In case you missed it the first time around, here’s a vintage Dave’s Place from the archives.
Last year I sprung for a top-quality ultralight spinning rod, which my brother accidentally snapped in two a couple of weeks ago. He said, “Now there’s a good argument for not buying an expensive rod.” I told him it was a better argument for not letting him touch my stuff, but the truth is, at least in my case, he may have a point. I have terrible luck with higher-end spinning rods. If I pay anything over $50, the rod is as good as busted.
But among the many busted rods, one stands out.
I’d had my eye on this fancy graphite spinning rod for weeks. It was a summer between college semesters, and I was working at a hotel cleaning rooms for about 3 cents an hour. Finally, about halfway through the summer, I’d scrubbed enough toilets to buy it. I paid $60–a small fortune for me then–but it was worth it. I was giddy walking out of the store.
Later that week, my brother Greg, his friend Pierce, and I had plans to drive Greg’s truck to the Hudson River to christen my new rod with some bass fishing. Now, the problem with owning a truck is that there are always half a dozen people who want you to haul their dead refrigerators to the dump…or some such. Naturally, one of them showed up as we were getting ready to go. It was our neighbor Huss and one of his buddies. Greg told them to throw the refrigerator in the back of the truck and we’d drop it off at the dump on our way home from fishing.
Just as we arrived at the fishing spot, I realized with a sudden panic where my new rod was. I bolted out of the truck, looked into the bed, and yelled, “Nooooo!” There it was, half buried under Huss’ dead fridge. I retrieved it to find the top four eyelets (which we always called “eyes”) flattened and dangling. Greg and Pierce casually reached into the bed of the truck and grabbed their rods, neither of which seemed damaged in the least. Then Pierce, noticing the sick look on my face, asked me what happened.

Data records →
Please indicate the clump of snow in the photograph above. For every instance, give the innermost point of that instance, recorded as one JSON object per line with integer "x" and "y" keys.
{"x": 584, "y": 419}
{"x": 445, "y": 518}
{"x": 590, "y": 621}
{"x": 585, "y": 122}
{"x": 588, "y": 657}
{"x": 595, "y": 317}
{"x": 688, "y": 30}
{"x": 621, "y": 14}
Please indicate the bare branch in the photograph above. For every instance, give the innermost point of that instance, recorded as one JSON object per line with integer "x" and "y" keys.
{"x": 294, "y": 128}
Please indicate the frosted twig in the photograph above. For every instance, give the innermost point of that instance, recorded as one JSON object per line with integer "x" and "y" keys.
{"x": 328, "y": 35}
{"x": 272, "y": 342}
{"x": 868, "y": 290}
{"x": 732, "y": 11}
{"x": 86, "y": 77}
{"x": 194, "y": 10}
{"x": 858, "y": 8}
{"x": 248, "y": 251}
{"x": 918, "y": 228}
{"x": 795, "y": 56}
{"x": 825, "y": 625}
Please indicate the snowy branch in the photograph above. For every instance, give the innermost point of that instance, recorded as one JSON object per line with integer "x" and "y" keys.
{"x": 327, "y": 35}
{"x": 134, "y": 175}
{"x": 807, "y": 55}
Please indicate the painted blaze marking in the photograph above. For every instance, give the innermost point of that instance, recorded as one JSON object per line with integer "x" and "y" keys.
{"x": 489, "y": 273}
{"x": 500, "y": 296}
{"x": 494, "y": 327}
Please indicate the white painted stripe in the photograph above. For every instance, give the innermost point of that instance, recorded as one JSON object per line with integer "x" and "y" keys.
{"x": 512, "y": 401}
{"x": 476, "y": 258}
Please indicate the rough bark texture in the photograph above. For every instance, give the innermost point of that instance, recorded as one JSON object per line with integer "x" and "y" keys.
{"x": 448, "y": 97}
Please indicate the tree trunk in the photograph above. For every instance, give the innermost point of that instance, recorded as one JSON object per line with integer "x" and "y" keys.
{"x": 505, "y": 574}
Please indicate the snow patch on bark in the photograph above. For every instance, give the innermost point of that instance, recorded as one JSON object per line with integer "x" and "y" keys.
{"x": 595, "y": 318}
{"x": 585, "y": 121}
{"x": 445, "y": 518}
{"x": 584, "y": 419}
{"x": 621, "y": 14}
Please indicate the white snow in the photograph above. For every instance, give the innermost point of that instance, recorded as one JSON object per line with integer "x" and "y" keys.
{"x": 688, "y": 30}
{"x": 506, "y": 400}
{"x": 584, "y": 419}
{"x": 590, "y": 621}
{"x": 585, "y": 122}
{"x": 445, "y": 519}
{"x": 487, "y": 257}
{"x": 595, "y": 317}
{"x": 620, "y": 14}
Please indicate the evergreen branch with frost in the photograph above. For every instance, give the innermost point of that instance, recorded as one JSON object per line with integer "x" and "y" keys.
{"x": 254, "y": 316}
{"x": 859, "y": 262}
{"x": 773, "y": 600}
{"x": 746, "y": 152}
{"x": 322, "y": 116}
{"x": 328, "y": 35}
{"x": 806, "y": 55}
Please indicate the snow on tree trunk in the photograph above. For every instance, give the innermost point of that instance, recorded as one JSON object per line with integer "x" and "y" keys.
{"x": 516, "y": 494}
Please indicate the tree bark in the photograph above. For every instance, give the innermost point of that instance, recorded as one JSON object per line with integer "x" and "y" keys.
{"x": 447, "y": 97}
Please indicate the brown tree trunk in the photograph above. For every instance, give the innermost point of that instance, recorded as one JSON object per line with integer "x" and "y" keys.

Written request →
Reproduce the story above about the new spinning rod crushed under a refrigerator, word for word and in full.

Full solution →
In case you missed it the first time around, here’s a vintage Dave’s Place from the archives.
Last year I sprung for a top-quality ultralight spinning rod, which my brother accidentally snapped in two a couple of weeks ago. He said, “Now there’s a good argument for not buying an expensive rod.” I told him it was a better argument for not letting him touch my stuff, but the truth is, at least in my case, he may have a point. I have terrible luck with higher-end spinning rods. If I pay anything over $50, the rod is as good as busted.
But among the many busted rods, one stands out.
I’d had my eye on this fancy graphite spinning rod for weeks. It was a summer between college semesters, and I was working at a hotel cleaning rooms for about 3 cents an hour. Finally, about halfway through the summer, I’d scrubbed enough toilets to buy it. I paid $60–a small fortune for me then–but it was worth it. I was giddy walking out of the store.
Later that week, my brother Greg, his friend Pierce, and I had plans to drive Greg’s truck to the Hudson River to christen my new rod with some bass fishing. Now, the problem with owning a truck is that there are always half a dozen people who want you to haul their dead refrigerators to the dump…or some such. Naturally, one of them showed up as we were getting ready to go. It was our neighbor Huss and one of his buddies. Greg told them to throw the refrigerator in the back of the truck and we’d drop it off at the dump on our way home from fishing.
Just as we arrived at the fishing spot, I realized with a sudden panic where my new rod was. I bolted out of the truck, looked into the bed, and yelled, “Nooooo!” There it was, half buried under Huss’ dead fridge. I retrieved it to find the top four eyelets (which we always called “eyes”) flattened and dangling. Greg and Pierce casually reached into the bed of the truck and grabbed their rods, neither of which seemed damaged in the least. Then Pierce, noticing the sick look on my face, asked me what happened.